Your answer should consist of every line from the records that holds the string "segmentation".
------------------------------
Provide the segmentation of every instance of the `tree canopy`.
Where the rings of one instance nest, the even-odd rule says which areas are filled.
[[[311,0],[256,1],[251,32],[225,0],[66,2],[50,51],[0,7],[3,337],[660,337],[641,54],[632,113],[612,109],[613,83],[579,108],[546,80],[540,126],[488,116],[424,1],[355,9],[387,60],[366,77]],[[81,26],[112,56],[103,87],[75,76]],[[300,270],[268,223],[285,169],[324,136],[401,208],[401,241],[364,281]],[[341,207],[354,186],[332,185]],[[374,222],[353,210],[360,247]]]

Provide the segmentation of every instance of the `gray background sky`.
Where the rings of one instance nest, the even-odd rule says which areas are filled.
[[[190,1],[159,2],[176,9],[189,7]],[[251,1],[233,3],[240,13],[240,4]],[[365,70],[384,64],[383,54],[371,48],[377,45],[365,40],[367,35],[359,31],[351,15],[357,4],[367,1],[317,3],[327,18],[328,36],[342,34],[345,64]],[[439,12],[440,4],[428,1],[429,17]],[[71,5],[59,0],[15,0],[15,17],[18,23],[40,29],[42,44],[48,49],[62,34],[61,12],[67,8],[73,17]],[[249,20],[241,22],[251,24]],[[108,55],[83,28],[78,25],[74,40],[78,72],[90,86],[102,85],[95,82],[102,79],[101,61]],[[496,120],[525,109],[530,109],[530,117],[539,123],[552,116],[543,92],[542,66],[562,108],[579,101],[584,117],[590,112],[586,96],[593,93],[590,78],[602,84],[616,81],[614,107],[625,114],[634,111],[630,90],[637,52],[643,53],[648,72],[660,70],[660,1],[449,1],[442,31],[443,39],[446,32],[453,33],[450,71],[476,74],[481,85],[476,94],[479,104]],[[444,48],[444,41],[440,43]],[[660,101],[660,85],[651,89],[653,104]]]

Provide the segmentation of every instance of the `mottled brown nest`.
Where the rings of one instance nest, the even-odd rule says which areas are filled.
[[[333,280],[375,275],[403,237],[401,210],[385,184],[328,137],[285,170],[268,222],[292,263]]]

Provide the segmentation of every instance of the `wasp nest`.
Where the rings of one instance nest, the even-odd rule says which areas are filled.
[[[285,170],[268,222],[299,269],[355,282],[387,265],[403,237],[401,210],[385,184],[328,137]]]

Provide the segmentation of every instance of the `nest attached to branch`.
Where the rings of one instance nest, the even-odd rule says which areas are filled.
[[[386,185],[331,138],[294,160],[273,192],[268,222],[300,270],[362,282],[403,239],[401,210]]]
------------------------------
| Response below |
Provide the segmentation of every instance of the `tree canopy`.
Provide the segmentation of every instance of the `gray background sky`.
Provide the segmentation of every instance of the `mottled brown nest`.
Provide the segmentation of every instance of the `wasp nest`.
Provide the segmentation of every instance of the `nest attached to branch`.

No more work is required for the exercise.